Recorded data
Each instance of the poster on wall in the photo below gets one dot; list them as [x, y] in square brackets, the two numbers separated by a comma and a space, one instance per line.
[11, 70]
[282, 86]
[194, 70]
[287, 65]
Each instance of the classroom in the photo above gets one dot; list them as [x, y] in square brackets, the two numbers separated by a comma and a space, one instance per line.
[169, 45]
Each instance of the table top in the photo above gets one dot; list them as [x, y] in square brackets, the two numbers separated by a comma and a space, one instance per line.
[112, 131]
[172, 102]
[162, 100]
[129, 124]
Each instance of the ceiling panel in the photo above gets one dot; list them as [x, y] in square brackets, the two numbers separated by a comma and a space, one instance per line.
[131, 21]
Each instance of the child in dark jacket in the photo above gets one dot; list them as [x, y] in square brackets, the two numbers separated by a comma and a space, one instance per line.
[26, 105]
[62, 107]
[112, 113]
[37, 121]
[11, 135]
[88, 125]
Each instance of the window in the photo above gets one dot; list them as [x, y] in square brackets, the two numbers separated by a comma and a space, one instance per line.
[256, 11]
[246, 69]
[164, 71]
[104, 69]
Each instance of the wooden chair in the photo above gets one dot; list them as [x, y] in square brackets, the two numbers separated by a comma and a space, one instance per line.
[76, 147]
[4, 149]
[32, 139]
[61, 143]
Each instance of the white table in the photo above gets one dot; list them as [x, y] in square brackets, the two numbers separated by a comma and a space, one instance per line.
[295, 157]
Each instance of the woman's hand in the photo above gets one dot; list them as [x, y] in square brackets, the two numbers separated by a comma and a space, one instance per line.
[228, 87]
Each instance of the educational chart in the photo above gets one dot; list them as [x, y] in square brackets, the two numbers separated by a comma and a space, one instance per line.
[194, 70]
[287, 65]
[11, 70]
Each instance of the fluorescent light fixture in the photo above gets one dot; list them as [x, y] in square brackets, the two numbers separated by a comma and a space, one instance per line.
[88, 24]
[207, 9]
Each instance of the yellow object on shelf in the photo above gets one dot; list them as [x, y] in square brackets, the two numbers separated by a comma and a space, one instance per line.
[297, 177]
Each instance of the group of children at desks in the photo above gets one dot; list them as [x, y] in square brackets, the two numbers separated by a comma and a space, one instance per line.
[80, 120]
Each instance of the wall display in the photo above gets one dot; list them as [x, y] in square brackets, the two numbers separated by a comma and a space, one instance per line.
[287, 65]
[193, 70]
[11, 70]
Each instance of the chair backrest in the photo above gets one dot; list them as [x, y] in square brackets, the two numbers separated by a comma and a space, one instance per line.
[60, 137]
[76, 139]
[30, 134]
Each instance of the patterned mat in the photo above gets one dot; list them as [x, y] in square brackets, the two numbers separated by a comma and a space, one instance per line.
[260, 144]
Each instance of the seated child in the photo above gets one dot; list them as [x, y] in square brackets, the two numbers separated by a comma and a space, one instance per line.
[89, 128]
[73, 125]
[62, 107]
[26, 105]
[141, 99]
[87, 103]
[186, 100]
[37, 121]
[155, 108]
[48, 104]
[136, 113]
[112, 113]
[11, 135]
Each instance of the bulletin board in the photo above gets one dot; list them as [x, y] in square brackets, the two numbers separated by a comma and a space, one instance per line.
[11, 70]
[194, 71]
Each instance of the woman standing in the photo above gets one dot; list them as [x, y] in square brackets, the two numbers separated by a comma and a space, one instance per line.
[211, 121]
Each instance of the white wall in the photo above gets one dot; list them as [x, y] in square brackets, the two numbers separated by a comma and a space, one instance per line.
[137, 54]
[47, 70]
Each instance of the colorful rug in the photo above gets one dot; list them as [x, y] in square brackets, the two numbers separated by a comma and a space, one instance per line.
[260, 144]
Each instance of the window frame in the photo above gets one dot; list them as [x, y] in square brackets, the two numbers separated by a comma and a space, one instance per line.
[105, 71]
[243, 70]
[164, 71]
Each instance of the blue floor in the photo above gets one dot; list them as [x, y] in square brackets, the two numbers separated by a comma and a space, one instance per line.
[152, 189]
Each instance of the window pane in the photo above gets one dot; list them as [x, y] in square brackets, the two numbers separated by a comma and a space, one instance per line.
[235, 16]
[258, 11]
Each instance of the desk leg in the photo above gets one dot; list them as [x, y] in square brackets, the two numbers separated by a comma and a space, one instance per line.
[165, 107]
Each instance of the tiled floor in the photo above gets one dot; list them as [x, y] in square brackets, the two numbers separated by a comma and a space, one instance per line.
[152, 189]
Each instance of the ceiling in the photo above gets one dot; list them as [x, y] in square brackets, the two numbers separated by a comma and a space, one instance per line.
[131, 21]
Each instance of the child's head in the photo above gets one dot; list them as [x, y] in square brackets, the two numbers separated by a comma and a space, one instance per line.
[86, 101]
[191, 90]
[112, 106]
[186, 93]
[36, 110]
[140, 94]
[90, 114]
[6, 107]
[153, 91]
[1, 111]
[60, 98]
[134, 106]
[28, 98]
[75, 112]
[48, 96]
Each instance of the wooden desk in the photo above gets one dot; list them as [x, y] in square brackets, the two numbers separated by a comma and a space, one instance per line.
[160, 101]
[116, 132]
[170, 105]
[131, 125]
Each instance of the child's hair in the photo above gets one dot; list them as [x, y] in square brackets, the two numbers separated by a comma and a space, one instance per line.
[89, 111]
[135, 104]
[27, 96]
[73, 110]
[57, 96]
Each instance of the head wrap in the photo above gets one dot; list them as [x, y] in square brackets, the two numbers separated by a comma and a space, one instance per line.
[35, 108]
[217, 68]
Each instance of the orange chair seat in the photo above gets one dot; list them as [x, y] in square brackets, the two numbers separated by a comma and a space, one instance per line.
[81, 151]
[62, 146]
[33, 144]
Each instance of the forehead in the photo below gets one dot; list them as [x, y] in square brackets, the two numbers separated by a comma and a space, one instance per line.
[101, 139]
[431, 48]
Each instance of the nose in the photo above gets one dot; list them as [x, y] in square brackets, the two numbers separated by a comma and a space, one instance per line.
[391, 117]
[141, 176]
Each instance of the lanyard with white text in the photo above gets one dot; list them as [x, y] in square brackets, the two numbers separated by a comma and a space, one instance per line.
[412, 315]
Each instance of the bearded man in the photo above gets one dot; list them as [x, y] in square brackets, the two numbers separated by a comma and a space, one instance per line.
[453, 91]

About this task: The data must be retyped in full, exactly as it reads.

Your response:
Each instance of the poster on wall in the photo below gets one dot; list them as [x, y] in square brackets, the two numbers separated by a comma and a space, one instance per line.
[11, 70]
[282, 86]
[194, 70]
[287, 65]
Each instance of the classroom in the photo above gets one dot; list them as [x, y] in square brackets, the two numbers separated by a comma and a space, one instance per line.
[169, 45]
Each instance of the table top in the photo above gets one dot; list them as [x, y] in square brackets, the two numbers separated by a comma and a space, one instance per line.
[112, 131]
[172, 102]
[162, 100]
[129, 124]
Each instance of the ceiling panel in the photo above gets one dot; list them as [x, y] in square brackets, the two numbers separated by a comma and a space, one instance per line.
[131, 21]
Each instance of the child in dark jacket in the photo above gets one dot; list them as [x, y] in square brackets, the two numbers separated by a comma and a space, one instance per line.
[26, 105]
[62, 107]
[112, 113]
[37, 121]
[11, 135]
[88, 125]
Each instance of the window in the photo above gets one dot; list them as [x, y] in square brackets, the two numbers separated by a comma and a space, one instance per line.
[256, 11]
[246, 69]
[164, 71]
[104, 69]
Each instance of the wooden chair in the photo above gets one dot; list them as [x, y] in square brackets, the two numbers separated by a comma and a space, one instance per line.
[76, 147]
[4, 149]
[32, 139]
[61, 143]
Each instance of the white table in the photo above gets one dot; list them as [x, y] in square brackets, the two numbers separated by a comma and a space, one instance per line.
[295, 157]
Each instance of the woman's hand in the photo above gets one dot; list them as [x, y] in square brackets, the two numbers separated by a comma and a space, one instance per line.
[228, 87]
Each instance of the educational chart in the photo above gets one dot; list them as [x, y] in square brackets, the two numbers separated by a comma and a space, one instance per line.
[194, 70]
[287, 65]
[11, 70]
Each instance of the fluorescent light fixture in the photo above gets one dot; list them as [x, y] in square brackets, the two numbers separated by a comma and a space, one instance per line.
[88, 24]
[207, 9]
Each instance of the yellow object on shelf in the photo above gets one dot; list them as [x, y] in square brackets, the two numbers separated by a comma and a space, one instance per line.
[297, 177]
Each instance of the group of children at desks in the photo above gets one dot; list them as [x, y] in square brackets, the two numbers separated by a comma and a space, one instance per line.
[80, 120]
Each instance of the wall display in the photo above gets one dot; list them as [x, y] in square brackets, the two numbers separated by a comma and a space, one instance per line.
[287, 65]
[193, 70]
[11, 70]
Each instance of the chair backrest in the photo above gets one dot; list them as [x, y] in square brackets, the two numbers separated by a comma and a space, one instance per line.
[60, 137]
[76, 139]
[30, 134]
Each instance of the patterned mat in the photo above gets one dot; list them as [x, y] in square brackets, the two numbers separated by a comma and a space, one instance per line.
[260, 144]
Each instance of the seated child in the photo above gets one dot; list them as [x, y] in square brackets, the two numbers separated by a comma and a space, one instance per line.
[89, 128]
[73, 125]
[62, 107]
[26, 105]
[141, 99]
[87, 103]
[186, 100]
[37, 121]
[155, 108]
[48, 104]
[136, 113]
[112, 113]
[11, 135]
Each instance of the bulletin board in the photo above gets one dot; list them as [x, y] in square brackets, the two numbers separated by a comma and a space, one instance per line.
[11, 70]
[194, 71]
Each instance of the woman standing in the photo above gets one dot; list them as [x, y] in square brackets, the two numbers separated by a comma and a space, one instance per line.
[211, 121]
Each instance of the white wall in the photo above gets one dot; list them as [x, y] in square brackets, the two numbers separated by a comma and a space, one instance per line.
[137, 54]
[47, 70]
Each instance of the colorful rug in the photo above gets one dot; list them as [x, y] in square brackets, the two numbers separated by a comma and a space, one instance per line.
[260, 144]
Each instance of the window frame in the photo above gets one dot; list them as [x, y] in square brackets, the two numbers separated by a comma and a space, one instance per line.
[105, 71]
[243, 70]
[164, 71]
Each instance of the blue floor in the photo above gets one dot; list them as [x, y] in square brackets, the two numbers separated by a comma and a space, one instance per line.
[152, 189]
Each instance of the window pane in the photo above gets one dot; list them as [x, y] in square brackets, the two numbers separated by a comma and a space, one instance per line.
[235, 16]
[258, 11]
Each instance of the desk leg in the photo above gets one dot; list them as [x, y] in square brackets, the two numbers separated by a comma and a space, one instance per line.
[165, 107]
Each instance of the tiled floor in the photo above gets one dot; list them as [x, y] in square brackets, the two numbers separated by a comma and a space, one instance per line.
[152, 189]
Each instance of the ceiling in the photo above gets one dot; list them as [x, y] in square brackets, the two numbers separated by a comma and a space, one instance per line.
[131, 21]
Each instance of the child's head in the photo above gets one dot; list them as [x, y] in square brackets, the two numbers separated by a comma and a space, one instance per line.
[86, 101]
[191, 90]
[112, 106]
[186, 93]
[36, 110]
[140, 94]
[90, 114]
[6, 107]
[153, 91]
[1, 111]
[60, 98]
[134, 106]
[28, 98]
[75, 112]
[48, 96]
Each instance of the wooden desk in the photo above gets one dot; list them as [x, y] in square brackets, the two numbers separated by a comma and a space, one instance per line.
[160, 101]
[116, 132]
[170, 105]
[131, 125]
Each instance of the child's hair in the photo above gets one dot; list them as [x, y] in square brackets, the two numbers separated by a comma and a space, one instance per line.
[89, 111]
[135, 104]
[27, 96]
[73, 110]
[57, 96]
Each instance of the head wrap in the photo above gets one dot; list them as [x, y] in square brackets, the two numbers separated by a comma and a space, one instance per line.
[35, 108]
[217, 68]
Each instance of the orange chair seat in the photo above gets one dot; list them as [x, y] in square brackets, the two numbers separated by a comma and a space, one instance per line.
[81, 151]
[62, 146]
[33, 144]
Each instance of the forehead in the photo below gets one dot; list them as [x, y] in square brackets, the two numbers separated by a comma and a space, one instance per line.
[101, 139]
[431, 48]
Each instance of the nose in the photo above gets one dot; list them as [x, y] in square brackets, the two numbers separated by a comma and a space, one instance per line.
[391, 117]
[141, 176]
Each instance of the lanyard with white text in the photo above gets one dot; list them as [x, y] in square brackets, the two numbers separated by a comma and a space, one instance per line.
[412, 315]
Each instance of the bearded man in the photo above gets one dot; list them as [x, y] in square brackets, the two numbers separated by a comma and a space, one instance per line.
[453, 91]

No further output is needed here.